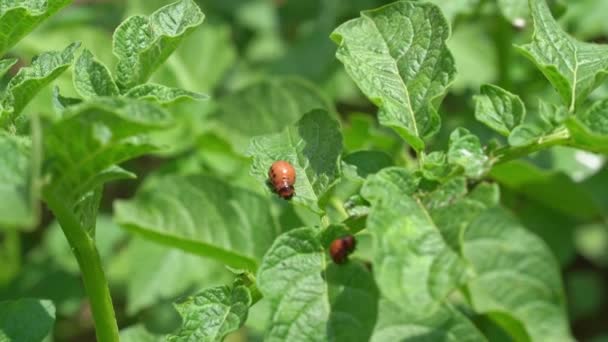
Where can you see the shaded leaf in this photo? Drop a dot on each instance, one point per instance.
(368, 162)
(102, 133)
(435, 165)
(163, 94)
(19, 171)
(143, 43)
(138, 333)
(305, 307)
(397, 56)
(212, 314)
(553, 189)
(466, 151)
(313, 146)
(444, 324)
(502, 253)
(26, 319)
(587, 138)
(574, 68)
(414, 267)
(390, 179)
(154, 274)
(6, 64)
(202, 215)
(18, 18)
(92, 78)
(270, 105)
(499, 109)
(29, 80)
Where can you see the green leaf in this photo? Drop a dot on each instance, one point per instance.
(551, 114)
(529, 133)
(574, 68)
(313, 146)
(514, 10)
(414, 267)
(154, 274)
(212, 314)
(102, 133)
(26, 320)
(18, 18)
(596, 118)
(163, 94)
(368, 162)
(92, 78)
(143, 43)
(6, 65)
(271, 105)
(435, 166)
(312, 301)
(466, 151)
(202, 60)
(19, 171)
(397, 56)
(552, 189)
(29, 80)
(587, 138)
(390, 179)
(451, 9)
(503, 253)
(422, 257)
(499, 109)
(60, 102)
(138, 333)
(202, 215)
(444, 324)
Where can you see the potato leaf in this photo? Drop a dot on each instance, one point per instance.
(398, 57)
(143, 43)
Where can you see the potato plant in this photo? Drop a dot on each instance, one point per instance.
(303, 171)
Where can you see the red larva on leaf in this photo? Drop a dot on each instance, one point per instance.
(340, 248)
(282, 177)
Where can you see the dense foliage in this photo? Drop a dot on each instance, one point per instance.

::::

GOAL OF THE EXERCISE: Each record must be set down again without alteration, and no picture may be carried over.

RESPONSE AREA:
Where can you see the shaded leaf in this photo? Drop a dot on each instance, one point per instance.
(368, 162)
(102, 133)
(435, 165)
(163, 94)
(19, 171)
(143, 43)
(138, 333)
(305, 307)
(397, 56)
(212, 314)
(553, 189)
(466, 151)
(313, 146)
(444, 324)
(502, 253)
(26, 319)
(587, 138)
(574, 68)
(414, 267)
(390, 179)
(154, 274)
(6, 64)
(202, 215)
(18, 18)
(92, 78)
(270, 105)
(499, 109)
(29, 80)
Where can you see the green leaf in this photo? Drop a dot on each instance, one point per instance.
(551, 114)
(529, 133)
(574, 68)
(313, 146)
(514, 10)
(414, 267)
(154, 274)
(212, 314)
(102, 133)
(26, 320)
(18, 18)
(596, 118)
(163, 94)
(368, 162)
(92, 78)
(143, 43)
(6, 65)
(271, 105)
(435, 166)
(312, 301)
(466, 151)
(202, 60)
(19, 171)
(397, 56)
(552, 189)
(29, 80)
(587, 138)
(390, 179)
(451, 9)
(503, 253)
(422, 257)
(499, 109)
(60, 102)
(138, 333)
(202, 215)
(444, 324)
Where can you see the potato leaf in this photo? Drop a dot on each instance, one point per instance.
(398, 57)
(143, 43)
Where can you see the potato plant in this photo? Drop a dot on each instance, one point per instance.
(303, 171)
Where can you see the red larva on leaf in this photo? Drop a dot on each instance, one point per instance.
(340, 248)
(282, 177)
Where can you see the dense foliage in this photo? Drop a dot on each instance, one point per instance.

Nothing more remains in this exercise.